_TEXTAUSZUG_
• • • • • • •

Atomwaffen A-Z

THURLOW, Setsuko

1932 -

Setsuko Thurlow war 13 Jahre alt, als die USA am 6. August 1945 die erste Atombombe auf ihre Heimatstadt Hiroshima, abwarfen. Sie war 1,8 km vom Hypozentrum entfernt.

Setsuko konnte aus dem aus Holz gebauten Gebäude entfliehen, bevor es abbrannte. Nur sie und zwei andere ihre Kommilitoninnen überlebten. Acht Familienmitglieder starben bei der atomaren Bombardierung sowie mehr als 350 ihre Schulkameradinnen.

Setsuko ist bestens dafür bekannt, dass sie seit dem ersten Wasserstoffbombentest „Castle Bravo“ am 1. März 1954 stets für die Beendigung der Atomtests und für die Abschaffung aller Atomwaffen gearbeitet hat. Über all die Jahre hielt sie Vorträge als Zeitzeugin und mahnte vor den Gefahren der Atomwaffen. Zusammen mit Beatrice Fihn nahm Setsuko den Friedensnobelpreis 2017 für das weltweite Netzwerk von Partnerorganisationen ICAN entgegen.

Sie ist in Hiroshima am 3. Januar 1932 als Setsuko Nakamura geboren. Sie war die jüngste von sieben Kindern. Am 6. August, sie und 30 andere Schülerinnen der Jogakuin Oberschule hatten die Aufgabe, im japanischen Armeehauptquartier codierte Nachrichten der US-Streitkräfte zu entschlüsseln. Rückblickend sagte sie: „Man sieht, wie hoffnungslos die Kriegssituation war, wenn man bedenkt, dass eine so wichtige Aufgabe den Schülerinnen überlassen wurde.“ Sie befand sich im zweiten Stockwerk des Gebäudes, als sie den Blitz vom Feuerball sah. Gleich danach wurde sie ohnmächtig. Das Gebäude brach zusammen.

• • • • • • •

_AUFGABE 1_
Wie weit vom Hypozentrum entfernt befand sich Setsuko Thurlow laut dem Text über sie beim Abwurf der Atombombe auf Hiroshima?
_AUFGABE 2_
Schreibe den Text über Setsuko Thurlow im Anschluss an seinen letzten Satz weiter.

• • • • • • •

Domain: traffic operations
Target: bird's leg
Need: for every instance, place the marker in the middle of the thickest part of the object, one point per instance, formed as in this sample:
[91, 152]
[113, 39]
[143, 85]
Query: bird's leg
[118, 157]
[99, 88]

• • • • • • •

_SCHRIFTLICHE ANTWORT 1_
Sie war 1,8 km vom Hypozentrum entfernt.

_SCHRIFTLICHE ANTWORT 2_
„Ich steckte zwischen eingestürzten Gebäudeteilen fest und konnte mich nicht bewegen – ich wusste, dass ich dem Tod ins Auge sah. Ich hörte das Jammern meiner MitschülerInnen: „Mutter, hilf mir!“ – „Gott, hilf mir!“ Da spürte ich Hände an meiner linken Schulter. Eine Männerstimme sagte: „Gib nicht auf – beweg Dich weiter! Ich versuch Dich hier raus zu kriegen. Kriech auf das Licht aus der Öffnung da oben zu – schnell!“ Als ich es geschafft hatte, standen die Trümmer schon in Flammen. Die meisten meiner Mitschülerinnen sind bei lebendigem Leibe verbrannt. Ein Soldat zeigte mir und zwei anderen Mädchen einen Fluchtweg in die nahegelegenen Hügel.“

Setsukos schreckliche Beschreibung von dem was sie sah und erlebte hat sie sehr oft in den letzten achtig Jahre erzählt, um klar zu machen, wie schlimm die Auswirkungen der Atombombe waren.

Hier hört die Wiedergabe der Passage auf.